● What needs to be done
All that is wanted is a word-for-word copy of the data from its first line to the line containing "positive clicks: (513, 358)", both included.

● Listed entries

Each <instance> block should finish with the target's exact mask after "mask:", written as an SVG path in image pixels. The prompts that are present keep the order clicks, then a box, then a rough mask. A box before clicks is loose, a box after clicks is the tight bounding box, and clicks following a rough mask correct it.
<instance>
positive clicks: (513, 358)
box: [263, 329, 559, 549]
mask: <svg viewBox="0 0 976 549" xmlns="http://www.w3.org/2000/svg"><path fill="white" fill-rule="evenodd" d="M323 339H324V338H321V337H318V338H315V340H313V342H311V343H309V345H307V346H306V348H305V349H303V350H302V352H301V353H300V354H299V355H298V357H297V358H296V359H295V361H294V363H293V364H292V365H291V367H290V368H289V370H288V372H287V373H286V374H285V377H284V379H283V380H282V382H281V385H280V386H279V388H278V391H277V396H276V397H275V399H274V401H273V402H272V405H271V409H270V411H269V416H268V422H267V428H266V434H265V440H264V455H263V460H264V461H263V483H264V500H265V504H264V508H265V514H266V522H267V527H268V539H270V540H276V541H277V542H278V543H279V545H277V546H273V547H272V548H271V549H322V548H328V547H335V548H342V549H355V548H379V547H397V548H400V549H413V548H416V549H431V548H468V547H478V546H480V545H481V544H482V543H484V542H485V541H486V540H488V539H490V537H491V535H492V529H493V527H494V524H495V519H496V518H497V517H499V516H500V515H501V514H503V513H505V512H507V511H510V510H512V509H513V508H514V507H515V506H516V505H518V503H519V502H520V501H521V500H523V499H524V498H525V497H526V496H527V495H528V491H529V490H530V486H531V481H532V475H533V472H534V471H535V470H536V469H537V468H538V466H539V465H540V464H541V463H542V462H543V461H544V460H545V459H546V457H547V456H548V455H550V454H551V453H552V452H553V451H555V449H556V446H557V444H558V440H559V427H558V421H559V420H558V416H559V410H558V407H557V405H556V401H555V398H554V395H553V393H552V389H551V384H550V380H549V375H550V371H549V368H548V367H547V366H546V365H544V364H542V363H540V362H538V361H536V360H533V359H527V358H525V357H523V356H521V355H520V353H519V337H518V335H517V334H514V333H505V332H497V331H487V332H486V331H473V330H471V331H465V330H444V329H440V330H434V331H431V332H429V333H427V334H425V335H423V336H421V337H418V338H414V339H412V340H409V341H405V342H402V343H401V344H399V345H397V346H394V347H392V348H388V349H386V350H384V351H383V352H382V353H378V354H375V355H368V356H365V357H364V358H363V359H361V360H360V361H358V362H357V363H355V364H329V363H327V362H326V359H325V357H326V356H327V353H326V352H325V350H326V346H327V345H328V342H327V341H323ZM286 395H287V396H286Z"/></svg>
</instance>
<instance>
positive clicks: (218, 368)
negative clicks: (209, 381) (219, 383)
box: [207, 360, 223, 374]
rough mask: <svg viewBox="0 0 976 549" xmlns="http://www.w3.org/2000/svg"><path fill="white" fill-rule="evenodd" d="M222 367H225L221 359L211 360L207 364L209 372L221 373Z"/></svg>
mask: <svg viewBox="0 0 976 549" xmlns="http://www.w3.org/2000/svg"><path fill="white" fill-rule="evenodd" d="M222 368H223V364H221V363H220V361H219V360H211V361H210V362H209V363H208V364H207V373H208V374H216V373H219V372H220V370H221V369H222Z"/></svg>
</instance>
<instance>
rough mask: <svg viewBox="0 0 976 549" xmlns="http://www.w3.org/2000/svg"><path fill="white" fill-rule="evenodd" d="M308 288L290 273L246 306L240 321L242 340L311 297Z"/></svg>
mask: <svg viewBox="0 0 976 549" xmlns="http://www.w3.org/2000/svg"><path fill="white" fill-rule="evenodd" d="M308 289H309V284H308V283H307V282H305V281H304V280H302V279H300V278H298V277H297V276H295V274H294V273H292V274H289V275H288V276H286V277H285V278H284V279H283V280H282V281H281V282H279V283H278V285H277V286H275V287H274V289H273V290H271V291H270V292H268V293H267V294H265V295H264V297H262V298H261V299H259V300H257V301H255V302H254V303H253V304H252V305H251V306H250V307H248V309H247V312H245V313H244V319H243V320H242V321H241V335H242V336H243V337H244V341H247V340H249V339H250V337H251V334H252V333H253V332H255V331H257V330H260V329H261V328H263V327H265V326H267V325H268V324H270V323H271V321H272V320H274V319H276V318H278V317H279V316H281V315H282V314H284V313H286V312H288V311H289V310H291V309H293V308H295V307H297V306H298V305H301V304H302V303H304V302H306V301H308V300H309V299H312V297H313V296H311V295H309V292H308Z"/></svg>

● Your solution
Each <instance> block should finish with the target's exact mask after "mask:", written as an SVG path in image pixels. The prompts that are present keep the order clicks, then a box, then a rough mask. A box before clicks is loose, a box after clicks is the tight bounding box, and clicks following a rough mask correct it.
<instance>
positive clicks: (513, 358)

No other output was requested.